* Instructions for the task
Please restate the entries below word for word, leaving out any pictures.

Data entries:
+ + + +

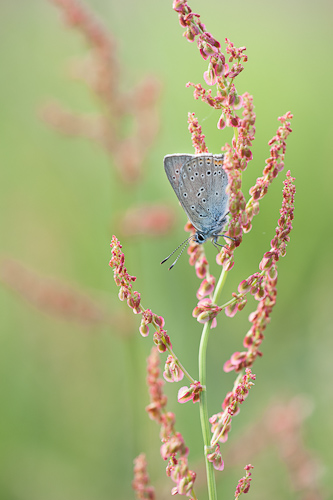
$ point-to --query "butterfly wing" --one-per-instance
(172, 166)
(200, 182)
(202, 185)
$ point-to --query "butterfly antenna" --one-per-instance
(182, 250)
(186, 241)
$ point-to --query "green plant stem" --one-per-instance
(205, 426)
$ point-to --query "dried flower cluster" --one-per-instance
(173, 448)
(141, 482)
(244, 483)
(221, 422)
(263, 285)
(51, 296)
(101, 72)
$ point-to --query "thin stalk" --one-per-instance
(205, 426)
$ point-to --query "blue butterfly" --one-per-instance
(200, 183)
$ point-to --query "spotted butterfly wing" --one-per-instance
(200, 182)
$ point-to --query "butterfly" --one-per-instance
(200, 183)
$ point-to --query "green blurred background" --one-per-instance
(73, 397)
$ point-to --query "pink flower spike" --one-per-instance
(172, 372)
(216, 457)
(187, 393)
(210, 76)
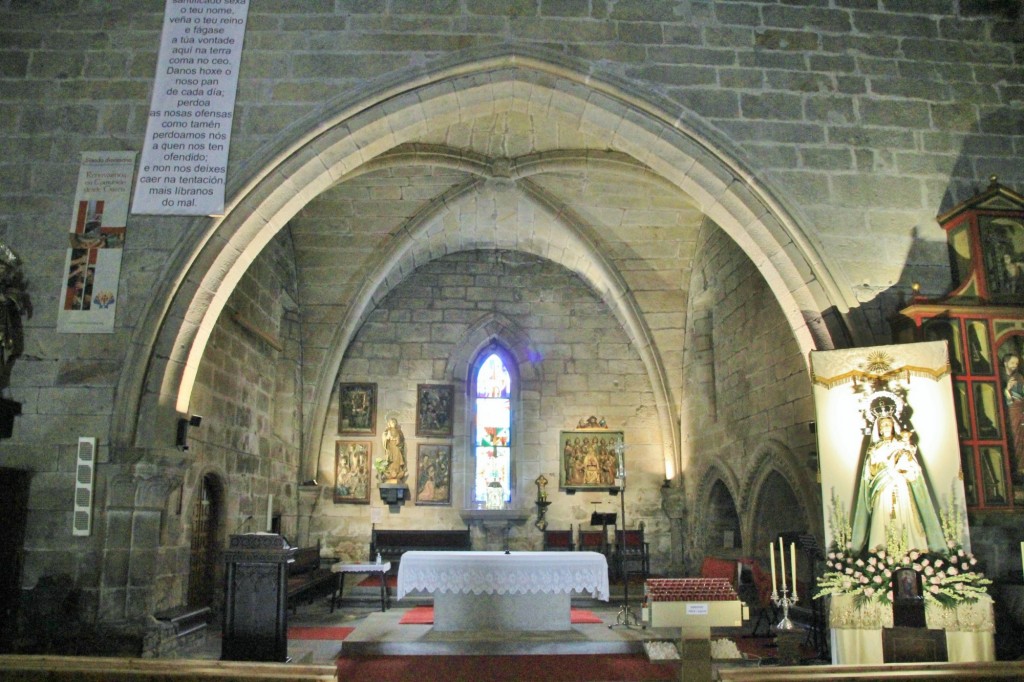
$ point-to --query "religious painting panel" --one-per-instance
(993, 475)
(1003, 255)
(970, 476)
(590, 459)
(940, 329)
(357, 409)
(434, 410)
(963, 411)
(978, 346)
(887, 430)
(351, 478)
(433, 474)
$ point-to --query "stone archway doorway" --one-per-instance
(205, 556)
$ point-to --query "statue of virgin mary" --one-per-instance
(893, 496)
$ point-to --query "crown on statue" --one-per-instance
(885, 405)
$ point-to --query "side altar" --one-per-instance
(857, 631)
(516, 591)
(902, 582)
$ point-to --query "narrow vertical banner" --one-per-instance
(184, 156)
(92, 268)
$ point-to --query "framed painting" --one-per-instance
(590, 459)
(351, 471)
(433, 474)
(357, 409)
(434, 409)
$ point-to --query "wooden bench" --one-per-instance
(925, 671)
(307, 581)
(185, 620)
(392, 544)
(93, 669)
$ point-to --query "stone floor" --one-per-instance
(380, 633)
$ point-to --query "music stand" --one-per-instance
(603, 519)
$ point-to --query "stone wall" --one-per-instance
(428, 331)
(749, 409)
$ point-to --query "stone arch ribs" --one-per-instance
(569, 243)
(315, 154)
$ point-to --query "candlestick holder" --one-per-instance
(780, 599)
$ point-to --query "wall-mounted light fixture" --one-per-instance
(181, 437)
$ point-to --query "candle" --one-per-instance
(781, 561)
(793, 567)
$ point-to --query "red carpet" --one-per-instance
(614, 668)
(318, 633)
(425, 615)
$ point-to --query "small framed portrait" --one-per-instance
(351, 471)
(434, 409)
(357, 409)
(591, 459)
(433, 474)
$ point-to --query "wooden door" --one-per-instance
(204, 565)
(14, 503)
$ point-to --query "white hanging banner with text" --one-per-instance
(184, 157)
(92, 267)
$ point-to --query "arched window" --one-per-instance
(493, 389)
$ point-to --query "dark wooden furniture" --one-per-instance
(982, 321)
(380, 569)
(68, 669)
(559, 541)
(185, 620)
(255, 598)
(633, 550)
(391, 544)
(913, 645)
(307, 580)
(593, 541)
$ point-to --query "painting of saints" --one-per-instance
(893, 498)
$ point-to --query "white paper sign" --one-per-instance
(92, 267)
(184, 156)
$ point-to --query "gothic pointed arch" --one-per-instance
(311, 156)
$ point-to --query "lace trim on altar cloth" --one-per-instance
(481, 578)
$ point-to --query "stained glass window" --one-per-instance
(493, 429)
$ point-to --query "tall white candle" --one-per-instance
(793, 566)
(781, 561)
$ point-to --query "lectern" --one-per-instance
(256, 598)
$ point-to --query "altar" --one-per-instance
(856, 631)
(516, 591)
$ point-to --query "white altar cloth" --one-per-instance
(499, 591)
(856, 631)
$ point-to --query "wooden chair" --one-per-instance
(631, 548)
(559, 541)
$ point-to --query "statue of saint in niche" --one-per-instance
(893, 495)
(394, 450)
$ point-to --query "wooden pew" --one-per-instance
(93, 669)
(392, 544)
(1011, 670)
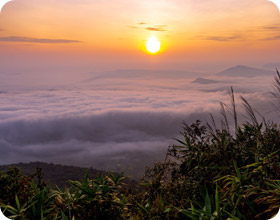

+ + + +

* Answer space
$ point-to --query "butterfly wing" --one-per-instance
(172, 166)
(200, 182)
(202, 185)
$ point-to --query "butterfly antenna" --one-per-instance
(182, 250)
(186, 241)
$ point-to --query "green plant stem" --one-per-instance
(205, 426)
$ point-to --query "dried flower cluster" --one-per-instance
(173, 448)
(141, 482)
(244, 483)
(221, 422)
(263, 285)
(51, 296)
(101, 72)
$ point-to --query "thin stalk" --one-per-instance
(205, 426)
$ point-to --query "blue butterfly" --one-per-instance
(200, 183)
$ point-to --query "spotted butterfly wing" --one-per-instance
(200, 182)
$ point-to --query "butterfly" --one-per-instance
(200, 183)
$ point-to --query "green blurred background" --one-per-instance
(73, 397)
$ point-to --query "pink flower spike" --one-per-instance
(172, 372)
(216, 457)
(187, 393)
(210, 76)
$ point-to --query "religious painting panel" --one-per-instance
(993, 475)
(1003, 255)
(970, 476)
(590, 459)
(940, 329)
(357, 409)
(434, 410)
(963, 411)
(978, 346)
(887, 430)
(351, 478)
(433, 474)
$ point-to --query "stone archway doorway" --one-per-instance
(205, 556)
$ point-to --query "statue of virgin mary" --one-per-instance
(893, 496)
$ point-to --query "crown on statue" --one-per-instance
(885, 405)
$ point-to --query "side altar" --one-per-instance
(857, 631)
(516, 591)
(902, 582)
$ point-to --query "narrow vertical banner" --one-per-instance
(184, 156)
(92, 268)
$ point-to --query "framed painting" --one-per-instance
(590, 459)
(351, 471)
(433, 474)
(357, 409)
(434, 409)
$ point-to --query "wooden bench" --one-per-instance
(925, 671)
(307, 581)
(185, 620)
(392, 544)
(93, 669)
$ point-to --query "stone floor" --one-per-instance
(380, 633)
$ point-to --query "music stand" --one-per-instance
(603, 519)
$ point-to --query "stone wall" --one-per-instance
(428, 331)
(749, 409)
$ point-to --query "stone arch ribs" --one-per-instance
(569, 243)
(315, 154)
$ point-to --query "candlestick holder" --one-per-instance
(780, 599)
$ point-to --query "wall-mounted light fixture" --one-per-instance
(181, 437)
$ point-to --query "candle" --one-per-instance
(781, 561)
(793, 567)
$ point-to --query "red carpet" --one-per-instance
(614, 668)
(318, 633)
(425, 615)
$ point-to --query "small framed portrait" --one-per-instance
(351, 471)
(434, 409)
(357, 409)
(591, 459)
(433, 474)
$ point-to --query "wooden door" --one-per-instance
(204, 565)
(14, 503)
$ point-to --query "white hanging banner with text" --one-per-instance
(184, 157)
(92, 267)
$ point-to --query "arched window" --one-per-instance
(493, 389)
$ point-to --query "dark wooden furniture" --one-per-instance
(982, 321)
(380, 569)
(68, 669)
(559, 541)
(185, 620)
(255, 598)
(633, 550)
(391, 544)
(913, 645)
(307, 580)
(593, 541)
$ point-to --query "painting of saints" --one-per-instance
(893, 498)
$ point-to --query "white paper sign" --one-per-instance
(92, 267)
(184, 156)
$ point-to --query "gothic pointed arch" --one-per-instance
(311, 156)
$ point-to --query "lace trim on altar cloth" --one-per-instance
(481, 578)
$ point-to --query "stained glass window" --one-per-instance
(493, 429)
$ point-to --query "tall white candle" --one-per-instance
(793, 566)
(781, 561)
$ point-to --query "lectern" --one-per-instance
(256, 598)
$ point-to --query "altar" --one-per-instance
(856, 631)
(516, 591)
$ point-to --query "white altar cloth" --one-per-instance
(499, 591)
(856, 631)
$ point-to --query "wooden chair" --one-per-instance
(631, 548)
(559, 541)
$ point-to --query "statue of saint in niche" --one-per-instance
(893, 495)
(394, 450)
$ point-to --query "wooden pew" --one-per-instance
(93, 669)
(392, 544)
(1011, 670)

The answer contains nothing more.